- Selected text -

++++++

- Occupations: Professor of Psychology Co-Director of the Suicide and Violence Prevention Office

Academic background
- Education: Ed.D. Psychology; M.A. Counseling; B.S. Psychology
- Alma mater: Ball State University; Arizona State University

Academic work
- Discipline: School Psychology
- Sub-discipline: Suicide Risk Prevention
- Institutions: Nova Southeastern University

= Scott Poland =

American psychologist

Scott Poland is a licensed psychologist known for his work on suicide risk prevention and school safety. At Nova Southeastern University in Florida, he is a Professor in the College of Psychology, as well as the Co-Director of the Suicide and Violence Prevention Office.

== Education ==
Poland begin his education at Arizona State University where he received a Bachelor's degree in Psychology. Following graduation, he pursued a Master's in Counseling from Ball State University. He later continued his education at Ball State University, and earned a Doctorate in School Psychology. James Treloar was his advisor there. His thesis entitled The effects of cognitive behavior modification on the math achievement of reflective and impulsive second grade students explored the effectiveness of different tutoring procedures and the effect that students' cognitive styles would have on the success.

++++++

- Supplied data -
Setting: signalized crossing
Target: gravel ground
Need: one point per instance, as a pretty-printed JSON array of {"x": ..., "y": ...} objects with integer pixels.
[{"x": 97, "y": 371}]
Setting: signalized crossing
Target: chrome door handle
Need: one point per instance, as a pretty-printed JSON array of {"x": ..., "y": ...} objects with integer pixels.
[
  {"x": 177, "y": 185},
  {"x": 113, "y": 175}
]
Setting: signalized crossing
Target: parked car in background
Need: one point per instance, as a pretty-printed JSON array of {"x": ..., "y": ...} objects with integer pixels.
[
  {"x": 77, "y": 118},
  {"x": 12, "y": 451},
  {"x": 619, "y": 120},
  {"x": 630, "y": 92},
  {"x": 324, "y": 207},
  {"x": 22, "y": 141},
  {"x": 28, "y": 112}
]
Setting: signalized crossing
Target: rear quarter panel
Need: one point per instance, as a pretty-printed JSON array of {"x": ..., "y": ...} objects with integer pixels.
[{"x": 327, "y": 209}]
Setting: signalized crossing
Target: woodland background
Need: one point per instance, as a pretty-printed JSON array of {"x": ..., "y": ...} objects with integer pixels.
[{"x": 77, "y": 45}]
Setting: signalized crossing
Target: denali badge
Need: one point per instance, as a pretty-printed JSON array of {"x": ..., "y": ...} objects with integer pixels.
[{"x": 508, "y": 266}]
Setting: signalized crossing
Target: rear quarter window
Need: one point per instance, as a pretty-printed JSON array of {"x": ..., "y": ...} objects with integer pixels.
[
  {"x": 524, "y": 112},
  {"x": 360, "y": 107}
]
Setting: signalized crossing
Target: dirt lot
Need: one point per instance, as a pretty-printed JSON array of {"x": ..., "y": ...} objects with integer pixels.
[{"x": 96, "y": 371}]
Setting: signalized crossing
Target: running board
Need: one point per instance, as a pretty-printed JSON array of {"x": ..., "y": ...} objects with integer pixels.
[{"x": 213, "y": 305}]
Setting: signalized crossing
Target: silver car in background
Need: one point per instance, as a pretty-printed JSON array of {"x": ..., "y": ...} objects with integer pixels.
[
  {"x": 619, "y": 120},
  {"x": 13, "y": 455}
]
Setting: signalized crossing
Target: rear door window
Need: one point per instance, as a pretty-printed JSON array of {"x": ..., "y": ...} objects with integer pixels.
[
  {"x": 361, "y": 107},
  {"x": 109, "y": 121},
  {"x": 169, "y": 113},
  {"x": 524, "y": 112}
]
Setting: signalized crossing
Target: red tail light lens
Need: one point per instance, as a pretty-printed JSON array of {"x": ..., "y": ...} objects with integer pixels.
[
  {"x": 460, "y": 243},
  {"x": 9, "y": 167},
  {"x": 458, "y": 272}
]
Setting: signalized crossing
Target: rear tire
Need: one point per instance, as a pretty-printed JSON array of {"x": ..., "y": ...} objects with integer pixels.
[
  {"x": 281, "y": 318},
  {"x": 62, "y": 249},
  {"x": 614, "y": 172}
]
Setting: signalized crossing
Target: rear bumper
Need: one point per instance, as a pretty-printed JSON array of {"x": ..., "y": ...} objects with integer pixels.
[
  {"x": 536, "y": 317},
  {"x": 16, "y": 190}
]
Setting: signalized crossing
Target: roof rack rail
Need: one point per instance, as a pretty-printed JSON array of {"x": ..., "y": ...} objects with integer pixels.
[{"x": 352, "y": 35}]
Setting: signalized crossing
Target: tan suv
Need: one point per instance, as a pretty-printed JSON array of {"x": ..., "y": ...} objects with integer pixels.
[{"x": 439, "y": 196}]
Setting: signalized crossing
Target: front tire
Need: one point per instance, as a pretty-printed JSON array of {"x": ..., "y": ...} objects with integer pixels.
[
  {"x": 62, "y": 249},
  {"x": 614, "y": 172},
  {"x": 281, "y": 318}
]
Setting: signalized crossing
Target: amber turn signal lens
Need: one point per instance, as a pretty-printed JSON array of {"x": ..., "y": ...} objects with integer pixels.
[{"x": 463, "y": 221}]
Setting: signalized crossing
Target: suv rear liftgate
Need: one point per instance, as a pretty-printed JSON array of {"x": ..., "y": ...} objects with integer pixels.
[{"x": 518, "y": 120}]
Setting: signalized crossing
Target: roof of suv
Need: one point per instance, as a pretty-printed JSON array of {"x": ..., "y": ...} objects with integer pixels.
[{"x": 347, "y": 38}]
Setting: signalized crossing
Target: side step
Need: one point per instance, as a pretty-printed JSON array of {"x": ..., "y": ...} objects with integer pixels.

++++++

- What the exercise asks -
Copy the passage of the Scott Poland profile between "American psychologist" and "Violence Prevention Office.", inclusive. The listing isn't needed for this work.

- Your solution -
American psychologist

Scott Poland is a licensed psychologist known for his work on suicide risk prevention and school safety. At Nova Southeastern University in Florida, he is a Professor in the College of Psychology, as well as the Co-Director of the Suicide and Violence Prevention Office.